**Prompt 1**
According to the news article below, what was Netanyahu scheduled to discuss with Angela Merkel in Berlin?

**Page text**
· · · · · · ·

Prime minister said to consider postponing meetings with Kerry, Merkel in Germany over security situation

File: Prime Minister Benjamin Netanyahu leads the weekly cabinet meeting at his office in Jerusalem, October 18, 2015. (Amit Shabi/Pool)
File: Prime Minister Benjamin Netanyahu leads the weekly cabinet meeting at his office in Jerusalem, October 18, 2015. (Amit Shabi/Pool)

Prime Minister Benjamin Netanyahu on Monday told Washington he would make no concessions to the Palestinians in response to the current surge in terrorism, and was reportedly weighing canceling a summit with US Secretary of State John Kerry in Germany on account of the security situation.

The prime minister told the Americans that he has no intention of giving any “concessions or tribute” to the Palestinians at this time, Channel 2 reported. He is scheduled to meet later this week in Berlin with Kerry on security and other matters, and separately with German Chancellor Angela Merkel to discuss an EU proposal to label West Bank goods separately.

Kerry is to hold separate meetings with Netanyahu and Palestinian Authority President Mahmoud Abbas in an effort to ease tensions that have erupted with a rise in Palestinian terror attacks and violence in Jerusalem, the West Bank and on the Gaza border.

Israeli officials have firmly pointed the finger for the spike in attacks at Abbas, with the latest condemnation of the Palestinian leader coming from Energy Minister Yuval Steinitz.

Speaking to a conference of Israeli Americans in Washington, Steinitz said Abbas’s incitement to violence was “the number one inciter in the world of the anti-Semitic propaganda and calling for the destruction of the state of Israel.” He further said that there was “a great similarity between the incitement of Abbas against the State of Israel and the incitement of the Nazis for the destruction of the Jewish people.”

According to a Walla news report, Netanyahu will determine whether he’ll head to Germany in the coming days based on the security situation, or postpone the trip a second time. The meetings with Merkel and Kerry were originally scheduled to take place last week, but were delayed on account of the ongoing violence.

Netanyahu’s office said that a final decision had yet to be made concerning the summit and depended on the state of security in Israel, which has seen near daily terror attacks since the beginning of October.

In the latest attack on Sunday night, an IDF soldier was killed and 11 more people injured when a Palestinian terrorist opened fire at the Central Bus Station in the southern city of Beersheba. An Eritrean man was also shot dead by security forces, when he was mistakenly thought to be a terrorist.

Earlier in the day police placed a concrete wall, 300 meters long and about five meters high in the East Jerusalem neighborhood of Jabel Mukaber, which was intended “to prevent the throwing of firebombs at the houses on Meir Nakar Street [in Armon Hanatziv] and to prevent the loss of life.”

Netayahu on Monday instructed Israel’s security agencies not to dispatch any more mobile barriers to East Jerusalem neighborhoods, following public outrage at the erection of the wall separating Armon Hanetziv and Jebel Mukabir in response to rock and Molotov cocktail attacks.

· · · · · · ·

(Dataset items)
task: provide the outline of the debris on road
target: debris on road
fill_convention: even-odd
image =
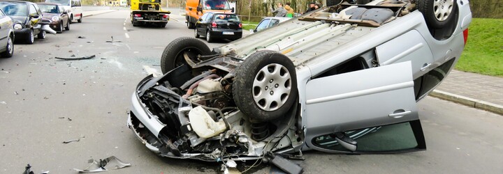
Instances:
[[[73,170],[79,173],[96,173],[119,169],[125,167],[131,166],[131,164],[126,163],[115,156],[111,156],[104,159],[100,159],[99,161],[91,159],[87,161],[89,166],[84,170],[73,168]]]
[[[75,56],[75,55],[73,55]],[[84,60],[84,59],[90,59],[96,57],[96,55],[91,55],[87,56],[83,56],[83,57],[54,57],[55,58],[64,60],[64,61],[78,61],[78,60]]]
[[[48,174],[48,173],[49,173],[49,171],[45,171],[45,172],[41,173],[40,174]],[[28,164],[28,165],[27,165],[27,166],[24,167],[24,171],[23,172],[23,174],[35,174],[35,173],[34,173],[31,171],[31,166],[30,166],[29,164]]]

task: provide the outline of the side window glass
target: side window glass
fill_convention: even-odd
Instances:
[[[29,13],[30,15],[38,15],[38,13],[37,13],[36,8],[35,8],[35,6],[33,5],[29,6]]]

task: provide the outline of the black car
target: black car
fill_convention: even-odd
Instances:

· · · · · · ·

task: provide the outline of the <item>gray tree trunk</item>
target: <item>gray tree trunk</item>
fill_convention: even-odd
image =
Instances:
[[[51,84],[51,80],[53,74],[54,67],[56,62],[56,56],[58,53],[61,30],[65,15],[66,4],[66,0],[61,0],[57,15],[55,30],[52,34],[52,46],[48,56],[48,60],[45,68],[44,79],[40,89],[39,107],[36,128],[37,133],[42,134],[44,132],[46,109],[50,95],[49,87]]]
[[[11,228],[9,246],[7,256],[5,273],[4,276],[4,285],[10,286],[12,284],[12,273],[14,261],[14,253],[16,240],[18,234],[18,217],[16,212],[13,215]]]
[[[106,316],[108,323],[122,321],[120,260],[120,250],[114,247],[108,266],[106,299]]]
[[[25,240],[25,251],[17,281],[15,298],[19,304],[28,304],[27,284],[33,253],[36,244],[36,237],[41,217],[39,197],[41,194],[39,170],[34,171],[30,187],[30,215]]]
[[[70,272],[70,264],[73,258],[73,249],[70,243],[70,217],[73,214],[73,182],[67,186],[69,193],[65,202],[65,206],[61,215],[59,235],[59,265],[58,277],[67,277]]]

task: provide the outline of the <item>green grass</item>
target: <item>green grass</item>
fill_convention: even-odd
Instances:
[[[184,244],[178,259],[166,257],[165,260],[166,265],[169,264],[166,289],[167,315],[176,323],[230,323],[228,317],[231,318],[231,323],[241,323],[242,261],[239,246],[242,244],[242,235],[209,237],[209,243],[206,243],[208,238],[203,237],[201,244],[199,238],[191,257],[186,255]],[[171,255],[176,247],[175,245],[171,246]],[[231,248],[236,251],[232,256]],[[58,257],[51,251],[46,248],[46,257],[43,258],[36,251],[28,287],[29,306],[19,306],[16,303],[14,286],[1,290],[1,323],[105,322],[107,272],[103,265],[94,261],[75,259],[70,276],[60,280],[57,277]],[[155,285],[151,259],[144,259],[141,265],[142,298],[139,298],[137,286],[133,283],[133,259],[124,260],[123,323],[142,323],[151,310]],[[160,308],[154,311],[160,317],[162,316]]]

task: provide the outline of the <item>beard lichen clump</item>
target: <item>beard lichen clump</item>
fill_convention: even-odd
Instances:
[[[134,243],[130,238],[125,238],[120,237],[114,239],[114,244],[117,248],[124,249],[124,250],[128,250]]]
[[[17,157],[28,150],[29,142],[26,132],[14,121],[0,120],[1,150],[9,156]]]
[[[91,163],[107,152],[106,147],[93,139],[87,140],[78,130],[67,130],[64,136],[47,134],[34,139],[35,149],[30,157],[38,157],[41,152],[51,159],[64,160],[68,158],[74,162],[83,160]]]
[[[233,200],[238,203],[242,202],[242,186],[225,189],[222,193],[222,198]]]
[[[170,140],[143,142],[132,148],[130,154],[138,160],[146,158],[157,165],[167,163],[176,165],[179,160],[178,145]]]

· · · · · · ·

**Prompt 2**
Filter the records above, keeping only the lines that contain the word "green", and copy each of them.

**Worked answer 1**
An EU proposal to label West Bank goods separately.

**Worked answer 2**
task: provide the outline of the <item>green grass</item>
target: <item>green grass</item>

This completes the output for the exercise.